▶ _Problem requirements_
Rewrite the rows from the line with "instance of the sea" up to and including the line with "x=142, y=252", replacing "practice" with "exercise" and leaving everything else unchanged.

-*-*-

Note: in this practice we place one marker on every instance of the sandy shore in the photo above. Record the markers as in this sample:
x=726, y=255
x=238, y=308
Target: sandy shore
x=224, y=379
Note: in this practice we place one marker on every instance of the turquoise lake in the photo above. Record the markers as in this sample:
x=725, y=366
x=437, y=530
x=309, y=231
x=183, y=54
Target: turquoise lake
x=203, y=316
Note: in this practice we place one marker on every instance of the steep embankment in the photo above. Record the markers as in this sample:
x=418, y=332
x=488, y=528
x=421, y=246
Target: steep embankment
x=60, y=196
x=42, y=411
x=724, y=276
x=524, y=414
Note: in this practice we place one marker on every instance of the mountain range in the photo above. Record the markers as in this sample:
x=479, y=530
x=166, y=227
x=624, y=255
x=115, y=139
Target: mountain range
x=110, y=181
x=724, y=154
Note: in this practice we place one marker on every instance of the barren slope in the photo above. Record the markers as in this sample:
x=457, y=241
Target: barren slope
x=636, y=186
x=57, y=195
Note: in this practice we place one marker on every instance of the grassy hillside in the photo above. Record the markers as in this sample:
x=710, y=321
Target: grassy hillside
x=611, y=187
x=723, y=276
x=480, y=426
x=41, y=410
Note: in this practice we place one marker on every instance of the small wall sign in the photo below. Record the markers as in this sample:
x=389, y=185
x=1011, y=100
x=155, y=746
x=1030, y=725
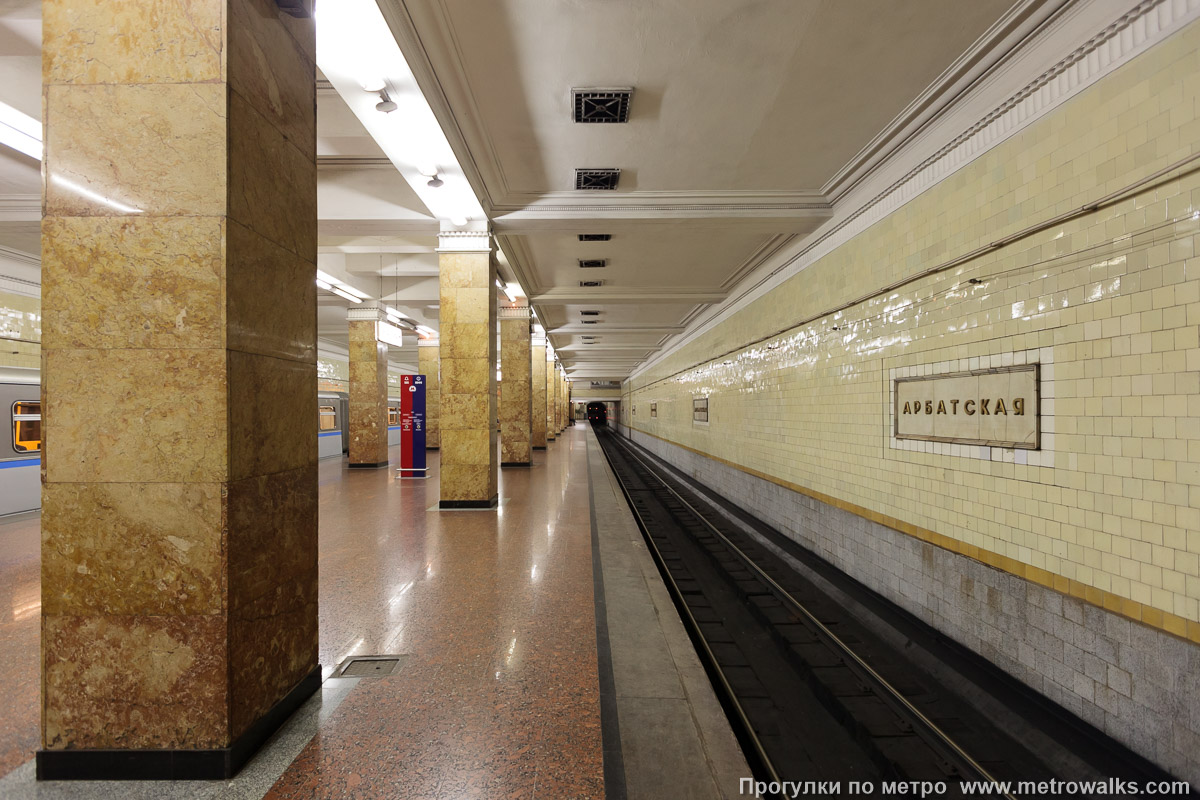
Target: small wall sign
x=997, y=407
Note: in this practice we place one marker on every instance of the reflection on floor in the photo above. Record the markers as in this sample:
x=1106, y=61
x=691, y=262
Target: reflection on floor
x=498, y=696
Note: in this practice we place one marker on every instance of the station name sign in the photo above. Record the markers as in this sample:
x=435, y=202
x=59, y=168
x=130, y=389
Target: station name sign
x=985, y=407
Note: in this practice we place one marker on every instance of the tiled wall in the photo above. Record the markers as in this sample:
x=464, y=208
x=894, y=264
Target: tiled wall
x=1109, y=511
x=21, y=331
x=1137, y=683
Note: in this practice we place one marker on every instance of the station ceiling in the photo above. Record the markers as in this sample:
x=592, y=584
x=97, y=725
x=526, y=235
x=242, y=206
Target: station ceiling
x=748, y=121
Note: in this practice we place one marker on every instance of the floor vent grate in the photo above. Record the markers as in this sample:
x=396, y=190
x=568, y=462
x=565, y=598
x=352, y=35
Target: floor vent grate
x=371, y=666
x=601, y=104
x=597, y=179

-*-*-

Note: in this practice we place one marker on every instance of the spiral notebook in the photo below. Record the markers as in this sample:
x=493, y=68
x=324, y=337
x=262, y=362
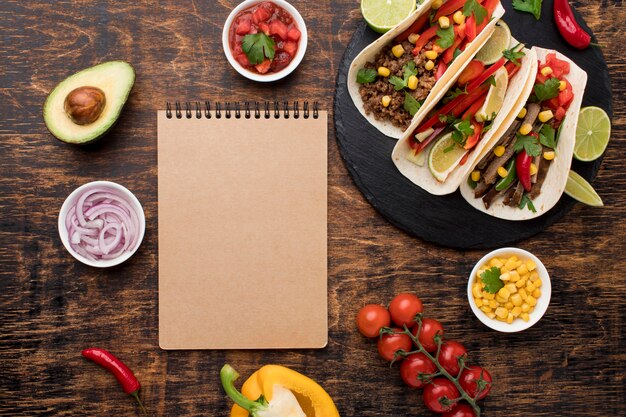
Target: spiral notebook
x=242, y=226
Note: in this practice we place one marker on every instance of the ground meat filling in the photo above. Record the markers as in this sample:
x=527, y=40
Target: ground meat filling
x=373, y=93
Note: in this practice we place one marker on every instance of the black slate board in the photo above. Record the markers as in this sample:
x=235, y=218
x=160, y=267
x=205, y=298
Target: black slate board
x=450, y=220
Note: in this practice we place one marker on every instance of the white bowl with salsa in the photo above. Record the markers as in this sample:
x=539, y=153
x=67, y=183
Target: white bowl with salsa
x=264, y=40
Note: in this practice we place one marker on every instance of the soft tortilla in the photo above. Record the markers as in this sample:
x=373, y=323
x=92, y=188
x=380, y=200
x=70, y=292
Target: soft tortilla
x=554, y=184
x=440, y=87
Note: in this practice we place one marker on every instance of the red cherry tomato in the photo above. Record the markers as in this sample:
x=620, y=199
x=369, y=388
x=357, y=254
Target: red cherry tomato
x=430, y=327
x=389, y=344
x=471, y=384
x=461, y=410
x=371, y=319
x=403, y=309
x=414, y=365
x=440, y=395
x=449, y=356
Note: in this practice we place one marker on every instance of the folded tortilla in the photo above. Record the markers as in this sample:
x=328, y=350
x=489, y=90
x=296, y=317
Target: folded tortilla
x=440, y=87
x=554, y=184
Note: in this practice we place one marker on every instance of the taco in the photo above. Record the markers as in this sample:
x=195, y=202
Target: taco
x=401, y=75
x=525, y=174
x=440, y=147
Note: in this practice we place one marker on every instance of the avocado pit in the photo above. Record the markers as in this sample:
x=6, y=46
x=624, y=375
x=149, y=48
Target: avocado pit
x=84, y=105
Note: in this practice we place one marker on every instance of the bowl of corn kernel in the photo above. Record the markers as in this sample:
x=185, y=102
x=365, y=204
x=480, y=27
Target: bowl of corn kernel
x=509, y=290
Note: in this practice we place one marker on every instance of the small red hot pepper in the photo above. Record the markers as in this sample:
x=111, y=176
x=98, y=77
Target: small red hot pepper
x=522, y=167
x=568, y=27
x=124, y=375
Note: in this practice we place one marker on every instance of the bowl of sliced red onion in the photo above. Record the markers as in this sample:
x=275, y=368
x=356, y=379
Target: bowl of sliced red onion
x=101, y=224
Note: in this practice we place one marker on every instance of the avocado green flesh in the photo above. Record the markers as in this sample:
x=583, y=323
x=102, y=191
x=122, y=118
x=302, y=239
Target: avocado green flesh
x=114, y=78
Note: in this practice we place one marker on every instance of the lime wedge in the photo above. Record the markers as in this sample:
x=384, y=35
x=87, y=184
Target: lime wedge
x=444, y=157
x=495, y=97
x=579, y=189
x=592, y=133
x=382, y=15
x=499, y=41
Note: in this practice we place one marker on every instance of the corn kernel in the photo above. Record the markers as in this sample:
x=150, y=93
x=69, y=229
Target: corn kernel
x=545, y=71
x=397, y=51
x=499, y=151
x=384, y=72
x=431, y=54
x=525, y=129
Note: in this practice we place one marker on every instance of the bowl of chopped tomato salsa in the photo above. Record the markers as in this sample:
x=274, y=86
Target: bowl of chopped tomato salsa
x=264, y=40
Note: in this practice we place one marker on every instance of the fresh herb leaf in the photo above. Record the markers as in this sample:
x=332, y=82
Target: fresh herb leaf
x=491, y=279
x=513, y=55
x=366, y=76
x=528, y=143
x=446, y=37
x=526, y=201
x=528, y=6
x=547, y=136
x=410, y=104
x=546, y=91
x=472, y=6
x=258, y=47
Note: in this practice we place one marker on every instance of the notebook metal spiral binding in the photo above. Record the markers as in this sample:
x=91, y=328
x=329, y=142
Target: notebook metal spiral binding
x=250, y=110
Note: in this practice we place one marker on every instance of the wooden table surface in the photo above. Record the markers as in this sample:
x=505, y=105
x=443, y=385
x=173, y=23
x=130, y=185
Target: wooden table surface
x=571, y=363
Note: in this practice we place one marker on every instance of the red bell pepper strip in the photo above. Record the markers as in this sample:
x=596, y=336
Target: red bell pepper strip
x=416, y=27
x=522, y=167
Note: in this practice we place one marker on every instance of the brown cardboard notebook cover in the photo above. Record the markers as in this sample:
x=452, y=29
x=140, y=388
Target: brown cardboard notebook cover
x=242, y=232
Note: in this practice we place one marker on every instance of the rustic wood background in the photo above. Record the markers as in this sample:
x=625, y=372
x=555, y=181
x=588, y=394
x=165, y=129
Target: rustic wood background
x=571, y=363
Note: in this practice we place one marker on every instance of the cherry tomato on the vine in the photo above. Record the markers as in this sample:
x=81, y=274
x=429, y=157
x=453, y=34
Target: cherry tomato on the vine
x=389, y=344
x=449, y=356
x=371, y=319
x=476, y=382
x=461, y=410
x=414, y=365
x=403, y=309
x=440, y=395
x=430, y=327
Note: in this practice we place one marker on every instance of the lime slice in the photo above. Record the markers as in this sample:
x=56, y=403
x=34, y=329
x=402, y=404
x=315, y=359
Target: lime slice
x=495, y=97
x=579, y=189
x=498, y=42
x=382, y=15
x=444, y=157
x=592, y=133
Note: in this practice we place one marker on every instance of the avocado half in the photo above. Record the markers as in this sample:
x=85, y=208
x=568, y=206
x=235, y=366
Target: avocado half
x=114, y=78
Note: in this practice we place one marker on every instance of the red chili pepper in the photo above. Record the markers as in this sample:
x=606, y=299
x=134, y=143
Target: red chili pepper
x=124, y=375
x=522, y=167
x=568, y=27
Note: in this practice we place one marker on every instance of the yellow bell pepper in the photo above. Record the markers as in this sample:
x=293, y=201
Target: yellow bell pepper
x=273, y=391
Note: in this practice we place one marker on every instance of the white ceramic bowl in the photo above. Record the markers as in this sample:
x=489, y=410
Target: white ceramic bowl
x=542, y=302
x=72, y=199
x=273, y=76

-*-*-

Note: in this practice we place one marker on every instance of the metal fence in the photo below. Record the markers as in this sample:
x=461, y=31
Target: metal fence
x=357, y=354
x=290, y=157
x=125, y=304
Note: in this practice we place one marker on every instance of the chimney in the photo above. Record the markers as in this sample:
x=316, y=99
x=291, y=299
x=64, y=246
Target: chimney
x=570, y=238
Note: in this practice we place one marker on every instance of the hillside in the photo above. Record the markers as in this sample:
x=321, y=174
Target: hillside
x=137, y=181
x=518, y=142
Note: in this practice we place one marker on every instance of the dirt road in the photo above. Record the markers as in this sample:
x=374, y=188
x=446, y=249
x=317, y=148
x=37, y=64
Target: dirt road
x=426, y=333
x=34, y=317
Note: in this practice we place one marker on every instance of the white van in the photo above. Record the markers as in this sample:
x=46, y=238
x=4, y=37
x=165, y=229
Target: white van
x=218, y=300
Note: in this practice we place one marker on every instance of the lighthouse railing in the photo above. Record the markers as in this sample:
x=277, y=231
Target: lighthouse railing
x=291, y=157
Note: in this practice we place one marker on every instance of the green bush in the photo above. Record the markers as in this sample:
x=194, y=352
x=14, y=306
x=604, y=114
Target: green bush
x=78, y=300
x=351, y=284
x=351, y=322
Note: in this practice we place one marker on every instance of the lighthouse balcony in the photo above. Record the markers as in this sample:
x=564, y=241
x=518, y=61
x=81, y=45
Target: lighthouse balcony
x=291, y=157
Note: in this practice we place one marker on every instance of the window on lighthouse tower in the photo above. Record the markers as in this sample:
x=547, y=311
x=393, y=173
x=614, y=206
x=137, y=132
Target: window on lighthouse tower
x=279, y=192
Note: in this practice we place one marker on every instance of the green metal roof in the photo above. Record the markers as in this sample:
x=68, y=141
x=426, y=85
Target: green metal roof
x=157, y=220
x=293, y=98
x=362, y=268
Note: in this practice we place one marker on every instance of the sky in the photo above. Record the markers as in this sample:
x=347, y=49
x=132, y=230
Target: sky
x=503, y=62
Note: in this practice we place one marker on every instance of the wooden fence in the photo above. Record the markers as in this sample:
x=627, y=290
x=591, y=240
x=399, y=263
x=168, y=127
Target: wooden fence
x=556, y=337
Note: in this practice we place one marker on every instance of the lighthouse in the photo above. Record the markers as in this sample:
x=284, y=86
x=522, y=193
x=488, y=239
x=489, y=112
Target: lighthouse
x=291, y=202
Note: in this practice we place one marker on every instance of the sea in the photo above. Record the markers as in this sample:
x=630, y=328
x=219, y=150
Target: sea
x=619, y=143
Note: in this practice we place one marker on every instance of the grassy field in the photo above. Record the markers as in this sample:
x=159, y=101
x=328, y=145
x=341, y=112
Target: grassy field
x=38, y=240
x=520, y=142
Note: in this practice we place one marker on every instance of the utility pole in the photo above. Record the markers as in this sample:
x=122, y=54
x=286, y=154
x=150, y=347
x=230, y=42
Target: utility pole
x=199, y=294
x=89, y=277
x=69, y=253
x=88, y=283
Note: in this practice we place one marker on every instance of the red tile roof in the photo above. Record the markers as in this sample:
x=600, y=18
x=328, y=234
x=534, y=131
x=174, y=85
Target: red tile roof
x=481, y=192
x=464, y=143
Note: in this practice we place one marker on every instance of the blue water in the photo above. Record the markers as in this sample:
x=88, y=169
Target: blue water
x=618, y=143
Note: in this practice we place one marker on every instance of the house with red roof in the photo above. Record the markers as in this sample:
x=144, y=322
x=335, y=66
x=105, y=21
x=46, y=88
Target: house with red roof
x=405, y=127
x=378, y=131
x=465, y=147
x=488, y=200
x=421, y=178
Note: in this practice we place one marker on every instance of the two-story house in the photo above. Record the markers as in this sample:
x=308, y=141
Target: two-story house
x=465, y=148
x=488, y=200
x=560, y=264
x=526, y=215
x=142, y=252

-*-*-

▶ _Answer to this task_
Note: in this exercise we place one marker on every instance of the sea in the photo above. Record the markers as in this sample:
x=630, y=328
x=219, y=150
Target: sea
x=619, y=143
Note: in this exercise we place one marker on every instance of the grassy field in the photo above. Record the markers as in this sample:
x=159, y=101
x=328, y=145
x=341, y=112
Target: grassy field
x=38, y=240
x=520, y=142
Note: in this exercise we place one marker on every instance of the utility pole in the photo above. Record the markers as in this sample:
x=122, y=54
x=286, y=154
x=150, y=347
x=230, y=42
Target: utility pole
x=199, y=294
x=89, y=277
x=69, y=253
x=88, y=283
Note: in this exercise we place one marker on every instance of the red tile roof in the photo above. Record the markers as in this sample:
x=600, y=18
x=328, y=234
x=534, y=131
x=174, y=85
Target: red tile roof
x=481, y=192
x=464, y=143
Note: in this exercise we place one marker on every instance of the blue water in the photo above. Record the markers as in this sample:
x=88, y=169
Target: blue water
x=618, y=143
Note: in this exercise we place one marker on every instance of the house with red roof in the photo above. Record the markers as in this sample:
x=144, y=322
x=335, y=66
x=105, y=21
x=46, y=88
Target: house with red roof
x=405, y=127
x=378, y=131
x=465, y=147
x=488, y=200
x=421, y=178
Note: in this exercise we place one marker on every instance of the two-story house in the photo above. Record the markers as in this sample:
x=308, y=141
Target: two-story house
x=465, y=148
x=488, y=200
x=560, y=264
x=526, y=215
x=142, y=252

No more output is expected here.